--- Verilen Metin ---

ORAL ÇALIŞLAR

Oral Çalışlar

Sıfır Noktası

Dindarlar, Kemalistler, Kürtler, Aleviler ve diğerleri

Bu ülkeyi neredeyse yüz yıl Kemalistler yönettiler. İttihatçılıkla başlayan bu süreç, Cumhuriyet döneminde sürdü, askeri darbelerle pekiştirildi.

12 Eylül 2010’da yapılan Anayasa Referandumu, Kemalistlerin uzun süren iktidarına son vermek açısından bir başlangıç noktası olarak kabul edilebilir. Anayasa değişikliklerinin %58’lik bir destekle geçmesi, yargı üzerindeki Kemalist hegemonyayı son erdirdi. Zaten Ergenekon davasıyla askeri hegemonya büyük ölçüde gücünü yitirmiş ve AK Parti devlete egemen olmuştu diyebiliriz.

Askeri vesayeti ve yargı vesayetini ortadan kaldırmak, tam demokrasiye geçmek için yeterli değilmiş. Bunu yaşayarak görüyoruz. AK Parti iktidarı devleti ele geçirmenin mutluluğunu yaşarken, geleneksel devletçi siyasetlere adapte olmanın sinyallerini veriyor.

--- Kayıtlar ---

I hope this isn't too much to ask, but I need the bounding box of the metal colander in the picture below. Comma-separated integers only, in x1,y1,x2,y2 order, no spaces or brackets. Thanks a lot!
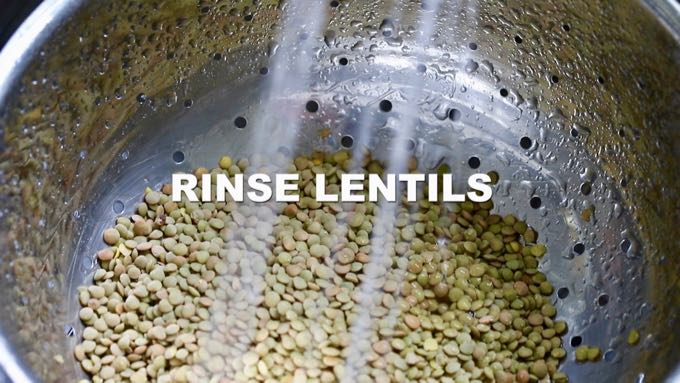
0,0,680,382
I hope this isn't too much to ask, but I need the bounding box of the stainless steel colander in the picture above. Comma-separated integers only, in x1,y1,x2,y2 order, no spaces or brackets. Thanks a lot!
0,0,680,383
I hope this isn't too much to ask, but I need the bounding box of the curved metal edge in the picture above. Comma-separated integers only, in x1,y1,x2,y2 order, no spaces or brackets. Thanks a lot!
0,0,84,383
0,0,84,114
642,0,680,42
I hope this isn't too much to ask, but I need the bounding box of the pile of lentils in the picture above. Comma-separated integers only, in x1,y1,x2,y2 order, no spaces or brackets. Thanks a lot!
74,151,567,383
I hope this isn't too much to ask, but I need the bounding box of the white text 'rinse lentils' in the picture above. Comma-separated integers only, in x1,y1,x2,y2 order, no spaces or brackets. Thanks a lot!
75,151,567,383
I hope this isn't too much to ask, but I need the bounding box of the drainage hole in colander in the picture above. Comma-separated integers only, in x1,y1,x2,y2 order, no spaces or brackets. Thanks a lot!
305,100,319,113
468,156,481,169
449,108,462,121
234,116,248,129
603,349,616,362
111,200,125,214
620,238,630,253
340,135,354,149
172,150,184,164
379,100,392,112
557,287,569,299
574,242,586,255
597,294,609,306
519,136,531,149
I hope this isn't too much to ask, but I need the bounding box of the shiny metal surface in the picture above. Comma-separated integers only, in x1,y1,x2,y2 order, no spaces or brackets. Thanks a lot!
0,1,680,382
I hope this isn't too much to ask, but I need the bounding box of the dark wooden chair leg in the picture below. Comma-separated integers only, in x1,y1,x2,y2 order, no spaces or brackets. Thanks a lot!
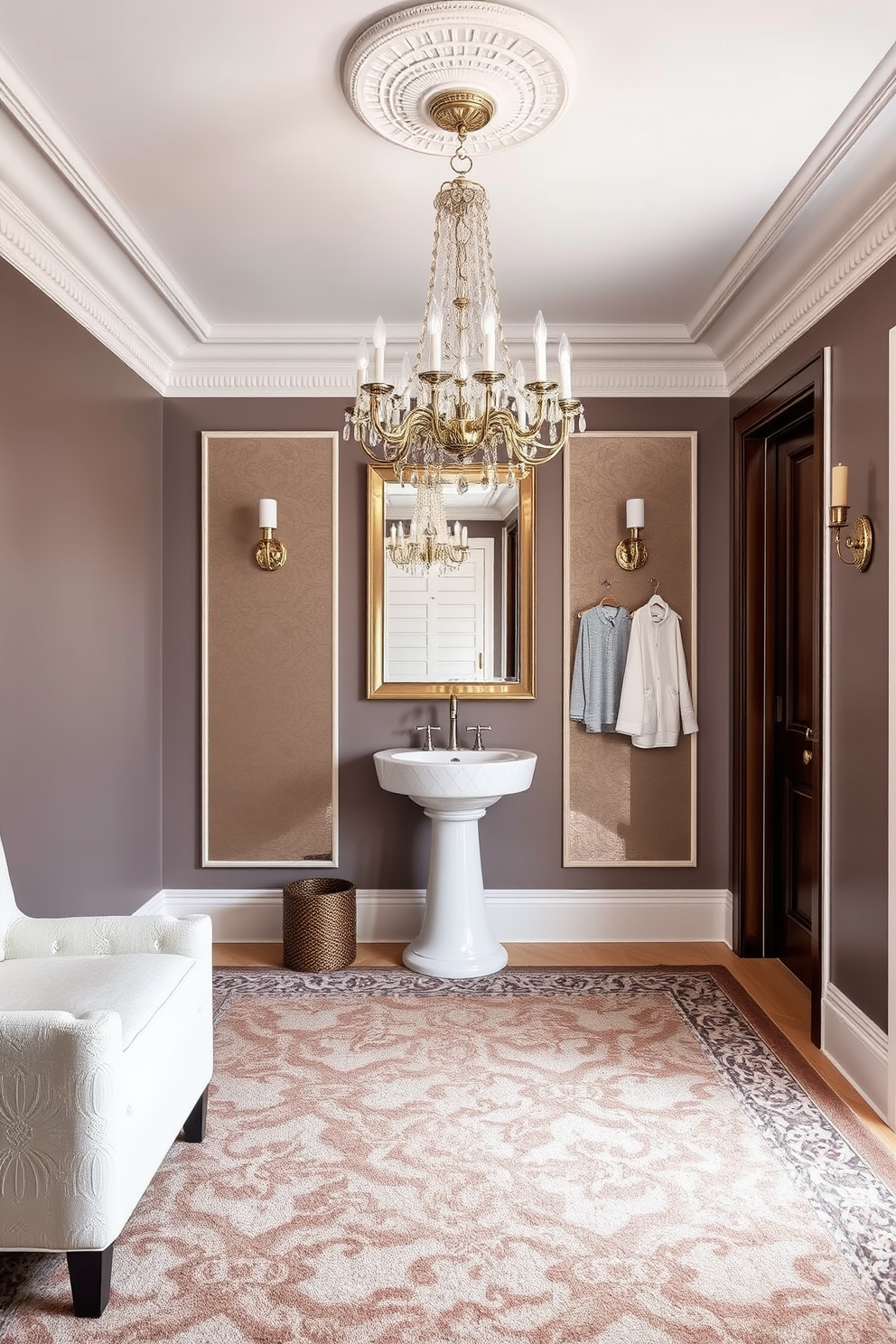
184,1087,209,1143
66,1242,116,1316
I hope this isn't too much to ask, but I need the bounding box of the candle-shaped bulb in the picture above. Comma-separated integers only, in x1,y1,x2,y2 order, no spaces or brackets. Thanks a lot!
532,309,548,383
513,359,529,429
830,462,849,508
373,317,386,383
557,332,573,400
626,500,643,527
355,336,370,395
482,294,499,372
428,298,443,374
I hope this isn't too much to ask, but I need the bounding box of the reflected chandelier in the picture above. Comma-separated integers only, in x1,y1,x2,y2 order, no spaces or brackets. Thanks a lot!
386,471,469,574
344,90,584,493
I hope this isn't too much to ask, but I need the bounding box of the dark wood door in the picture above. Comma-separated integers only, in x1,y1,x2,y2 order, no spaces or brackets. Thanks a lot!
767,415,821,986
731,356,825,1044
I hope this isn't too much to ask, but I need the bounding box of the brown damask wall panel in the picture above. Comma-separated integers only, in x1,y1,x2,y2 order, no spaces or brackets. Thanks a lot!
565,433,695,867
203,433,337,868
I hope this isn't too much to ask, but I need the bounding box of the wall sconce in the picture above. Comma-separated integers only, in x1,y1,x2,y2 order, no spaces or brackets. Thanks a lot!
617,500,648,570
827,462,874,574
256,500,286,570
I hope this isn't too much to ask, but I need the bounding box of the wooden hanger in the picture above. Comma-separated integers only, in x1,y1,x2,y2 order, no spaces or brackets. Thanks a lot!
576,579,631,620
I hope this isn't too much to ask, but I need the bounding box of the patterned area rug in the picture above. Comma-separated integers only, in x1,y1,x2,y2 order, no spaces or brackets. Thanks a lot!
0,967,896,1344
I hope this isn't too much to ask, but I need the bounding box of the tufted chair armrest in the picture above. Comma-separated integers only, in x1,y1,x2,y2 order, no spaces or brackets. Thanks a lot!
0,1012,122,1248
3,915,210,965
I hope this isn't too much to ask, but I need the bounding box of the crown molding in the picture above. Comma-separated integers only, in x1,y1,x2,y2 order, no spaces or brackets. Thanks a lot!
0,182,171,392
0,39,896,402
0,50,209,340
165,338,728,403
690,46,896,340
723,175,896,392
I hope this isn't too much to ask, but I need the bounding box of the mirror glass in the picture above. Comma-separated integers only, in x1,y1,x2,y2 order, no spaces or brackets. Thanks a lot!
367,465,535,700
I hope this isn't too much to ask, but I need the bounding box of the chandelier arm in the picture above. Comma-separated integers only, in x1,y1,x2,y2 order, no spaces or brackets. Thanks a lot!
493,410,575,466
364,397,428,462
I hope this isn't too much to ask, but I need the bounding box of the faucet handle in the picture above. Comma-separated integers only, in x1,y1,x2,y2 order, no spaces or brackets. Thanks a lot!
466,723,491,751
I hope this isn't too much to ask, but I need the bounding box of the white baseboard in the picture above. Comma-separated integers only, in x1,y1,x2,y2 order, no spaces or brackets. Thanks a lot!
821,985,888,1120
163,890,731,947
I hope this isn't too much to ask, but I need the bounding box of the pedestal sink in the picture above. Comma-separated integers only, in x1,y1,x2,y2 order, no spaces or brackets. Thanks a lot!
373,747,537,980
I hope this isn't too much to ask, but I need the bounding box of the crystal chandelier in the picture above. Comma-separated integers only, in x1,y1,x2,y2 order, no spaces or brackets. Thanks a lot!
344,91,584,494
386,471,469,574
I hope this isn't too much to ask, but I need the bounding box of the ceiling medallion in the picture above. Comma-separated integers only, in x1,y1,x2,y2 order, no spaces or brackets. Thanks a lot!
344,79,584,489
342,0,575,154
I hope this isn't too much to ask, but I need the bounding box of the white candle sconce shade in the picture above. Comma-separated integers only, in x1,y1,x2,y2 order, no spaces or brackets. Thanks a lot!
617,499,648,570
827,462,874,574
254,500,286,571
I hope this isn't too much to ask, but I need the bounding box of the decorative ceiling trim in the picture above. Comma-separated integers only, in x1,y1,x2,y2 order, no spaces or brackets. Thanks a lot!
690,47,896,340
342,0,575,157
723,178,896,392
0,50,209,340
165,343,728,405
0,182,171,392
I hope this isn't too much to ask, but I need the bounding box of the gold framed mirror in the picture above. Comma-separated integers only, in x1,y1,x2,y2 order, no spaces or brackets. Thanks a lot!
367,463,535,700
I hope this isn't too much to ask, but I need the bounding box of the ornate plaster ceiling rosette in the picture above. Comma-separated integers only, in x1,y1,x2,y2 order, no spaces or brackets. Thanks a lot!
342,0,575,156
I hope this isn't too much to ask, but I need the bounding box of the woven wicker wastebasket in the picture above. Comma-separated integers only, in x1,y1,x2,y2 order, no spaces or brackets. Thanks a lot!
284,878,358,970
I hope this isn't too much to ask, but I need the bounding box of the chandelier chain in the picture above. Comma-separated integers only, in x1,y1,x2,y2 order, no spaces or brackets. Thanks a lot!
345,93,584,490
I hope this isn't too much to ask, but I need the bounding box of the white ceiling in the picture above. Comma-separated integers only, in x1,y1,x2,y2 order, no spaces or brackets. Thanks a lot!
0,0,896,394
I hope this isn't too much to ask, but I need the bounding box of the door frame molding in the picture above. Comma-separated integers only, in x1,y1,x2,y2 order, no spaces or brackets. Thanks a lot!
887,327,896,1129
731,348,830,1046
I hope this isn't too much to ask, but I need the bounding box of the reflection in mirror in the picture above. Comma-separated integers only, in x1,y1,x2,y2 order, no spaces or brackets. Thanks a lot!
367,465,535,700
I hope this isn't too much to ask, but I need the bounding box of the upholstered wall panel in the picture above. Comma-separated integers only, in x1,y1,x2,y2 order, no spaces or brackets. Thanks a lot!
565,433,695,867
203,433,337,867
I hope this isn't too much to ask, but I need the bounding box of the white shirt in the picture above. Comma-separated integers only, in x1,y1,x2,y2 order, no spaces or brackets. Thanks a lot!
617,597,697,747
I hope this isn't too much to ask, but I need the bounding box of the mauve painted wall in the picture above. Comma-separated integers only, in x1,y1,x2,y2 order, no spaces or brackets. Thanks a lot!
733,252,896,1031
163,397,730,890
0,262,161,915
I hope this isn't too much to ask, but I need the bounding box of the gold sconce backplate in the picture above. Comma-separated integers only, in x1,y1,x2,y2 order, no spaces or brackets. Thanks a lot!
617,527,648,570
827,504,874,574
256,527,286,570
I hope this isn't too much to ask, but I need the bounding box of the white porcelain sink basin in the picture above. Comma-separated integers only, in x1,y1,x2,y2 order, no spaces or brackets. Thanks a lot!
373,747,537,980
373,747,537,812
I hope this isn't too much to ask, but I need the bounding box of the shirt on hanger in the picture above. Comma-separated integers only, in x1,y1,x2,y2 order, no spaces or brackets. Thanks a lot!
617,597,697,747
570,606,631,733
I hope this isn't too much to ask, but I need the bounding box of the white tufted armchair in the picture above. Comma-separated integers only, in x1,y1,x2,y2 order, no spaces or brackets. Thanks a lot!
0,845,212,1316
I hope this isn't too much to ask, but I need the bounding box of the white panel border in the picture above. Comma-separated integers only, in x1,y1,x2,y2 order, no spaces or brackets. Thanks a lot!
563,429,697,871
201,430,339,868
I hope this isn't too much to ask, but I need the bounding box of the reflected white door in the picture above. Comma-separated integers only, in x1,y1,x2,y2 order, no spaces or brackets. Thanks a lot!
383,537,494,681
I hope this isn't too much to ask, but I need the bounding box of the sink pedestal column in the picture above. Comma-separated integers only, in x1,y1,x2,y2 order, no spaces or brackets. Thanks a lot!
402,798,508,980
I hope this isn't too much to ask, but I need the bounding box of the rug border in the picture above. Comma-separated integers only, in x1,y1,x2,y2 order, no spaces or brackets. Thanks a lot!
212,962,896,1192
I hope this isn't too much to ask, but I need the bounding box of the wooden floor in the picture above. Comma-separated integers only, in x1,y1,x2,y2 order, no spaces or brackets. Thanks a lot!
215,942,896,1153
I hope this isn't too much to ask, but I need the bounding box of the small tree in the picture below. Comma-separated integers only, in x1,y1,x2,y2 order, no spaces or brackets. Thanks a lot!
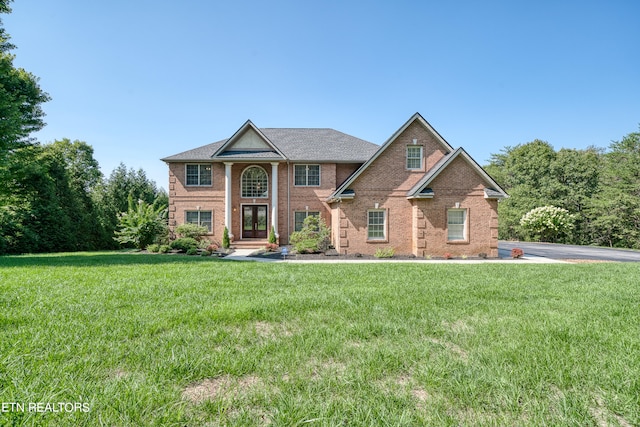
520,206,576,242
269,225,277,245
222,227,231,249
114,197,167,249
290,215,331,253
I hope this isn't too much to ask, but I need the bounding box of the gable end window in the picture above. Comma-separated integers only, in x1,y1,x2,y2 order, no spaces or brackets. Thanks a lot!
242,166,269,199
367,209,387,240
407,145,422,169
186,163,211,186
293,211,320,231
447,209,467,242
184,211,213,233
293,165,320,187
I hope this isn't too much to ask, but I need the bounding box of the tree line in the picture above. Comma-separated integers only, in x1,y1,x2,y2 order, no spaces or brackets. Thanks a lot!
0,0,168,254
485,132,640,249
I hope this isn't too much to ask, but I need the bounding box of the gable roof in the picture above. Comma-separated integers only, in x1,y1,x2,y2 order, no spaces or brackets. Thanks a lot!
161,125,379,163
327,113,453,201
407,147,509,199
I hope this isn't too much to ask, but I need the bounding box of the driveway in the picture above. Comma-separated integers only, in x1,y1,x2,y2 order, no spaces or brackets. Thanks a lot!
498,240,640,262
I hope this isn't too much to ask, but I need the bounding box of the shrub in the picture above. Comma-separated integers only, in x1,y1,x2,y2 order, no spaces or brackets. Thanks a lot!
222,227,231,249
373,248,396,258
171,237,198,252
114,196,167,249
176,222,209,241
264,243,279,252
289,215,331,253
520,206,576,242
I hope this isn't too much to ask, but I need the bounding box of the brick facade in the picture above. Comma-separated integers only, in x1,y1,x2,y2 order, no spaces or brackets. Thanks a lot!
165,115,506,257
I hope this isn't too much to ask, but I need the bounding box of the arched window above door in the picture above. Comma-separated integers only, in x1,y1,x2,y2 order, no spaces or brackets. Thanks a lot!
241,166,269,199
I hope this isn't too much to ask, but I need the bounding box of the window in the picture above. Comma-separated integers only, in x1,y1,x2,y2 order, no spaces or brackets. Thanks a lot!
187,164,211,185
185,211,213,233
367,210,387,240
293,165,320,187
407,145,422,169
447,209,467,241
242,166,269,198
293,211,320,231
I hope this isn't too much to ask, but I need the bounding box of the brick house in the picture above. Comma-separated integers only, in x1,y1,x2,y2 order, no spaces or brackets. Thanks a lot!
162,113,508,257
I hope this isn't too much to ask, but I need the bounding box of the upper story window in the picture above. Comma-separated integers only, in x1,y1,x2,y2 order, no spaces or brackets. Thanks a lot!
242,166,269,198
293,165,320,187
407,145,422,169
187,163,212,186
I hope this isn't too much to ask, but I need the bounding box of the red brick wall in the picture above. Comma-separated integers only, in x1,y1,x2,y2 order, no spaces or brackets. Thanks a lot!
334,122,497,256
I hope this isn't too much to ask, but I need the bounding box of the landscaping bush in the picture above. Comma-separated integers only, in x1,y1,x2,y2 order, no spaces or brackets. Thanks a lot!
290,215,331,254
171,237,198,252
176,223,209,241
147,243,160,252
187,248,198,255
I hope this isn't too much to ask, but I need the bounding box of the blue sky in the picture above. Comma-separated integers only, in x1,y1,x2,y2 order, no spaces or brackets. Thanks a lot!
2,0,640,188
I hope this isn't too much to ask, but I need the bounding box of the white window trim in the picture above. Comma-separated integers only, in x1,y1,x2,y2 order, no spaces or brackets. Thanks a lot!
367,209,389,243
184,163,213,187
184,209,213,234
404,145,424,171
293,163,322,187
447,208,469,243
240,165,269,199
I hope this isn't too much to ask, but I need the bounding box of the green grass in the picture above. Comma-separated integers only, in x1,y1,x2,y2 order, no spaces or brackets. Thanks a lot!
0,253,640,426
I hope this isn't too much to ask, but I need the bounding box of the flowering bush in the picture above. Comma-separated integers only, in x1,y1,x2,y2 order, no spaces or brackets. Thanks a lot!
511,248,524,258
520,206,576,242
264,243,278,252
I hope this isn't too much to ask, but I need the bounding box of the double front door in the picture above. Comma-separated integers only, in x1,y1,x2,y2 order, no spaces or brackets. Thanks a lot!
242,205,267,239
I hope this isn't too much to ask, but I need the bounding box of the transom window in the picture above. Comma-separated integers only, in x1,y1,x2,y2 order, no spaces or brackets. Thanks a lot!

---

Belirtilen Sorun 1: Lütfen verilen metnin "12 Eylül 2010’da" ile başlayıp "egemen olmuştu diyebiliriz." ile biten kısmını, "%58’lik" yerine "yüzde 58’lik" koyarak yeniden yazın.
Belirtilen Sorun 2:
Aşağıdaki ifadelerin verilen metinle uyuşup uyuşmadığını evet ya da hayır ile belirtin ve her biri için metindeki belirleyici sözleri aynen alıntılayın.
(a) Anayasa Referandumu 12 Eylül 2010'da yapıldı.
(b) Anayasa değişiklikleri %58'lik bir destekle geçti.
(c) Askeri ve yargı vesayetini kaldırmak, tam demokrasiye geçmek için yeterliydi.
Kayıtlar, metinden ayrı bir malzemedir.

Yazılı Yanıt 1:
12 Eylül 2010’da yapılan Anayasa Referandumu, Kemalistlerin uzun süren iktidarına son vermek açısından bir başlangıç noktası olarak kabul edilebilir. Anayasa değişikliklerinin yüzde 58’lik bir destekle geçmesi, yargı üzerindeki Kemalist hegemonyayı son erdirdi. Zaten Ergenekon davasıyla askeri hegemonya büyük ölçüde gücünü yitirmiş ve AK Parti devlete egemen olmuştu diyebiliriz.

Yazılı Yanıt 2:
(a) Evet: "12 Eylül 2010’da yapılan Anayasa Referandumu"
(b) Evet: "Anayasa değişikliklerinin %58’lik bir destekle geçmesi"
(c) Hayır: "Askeri vesayeti ve yargı vesayetini ortadan kaldırmak, tam demokrasiye geçmek için yeterli değilmiş."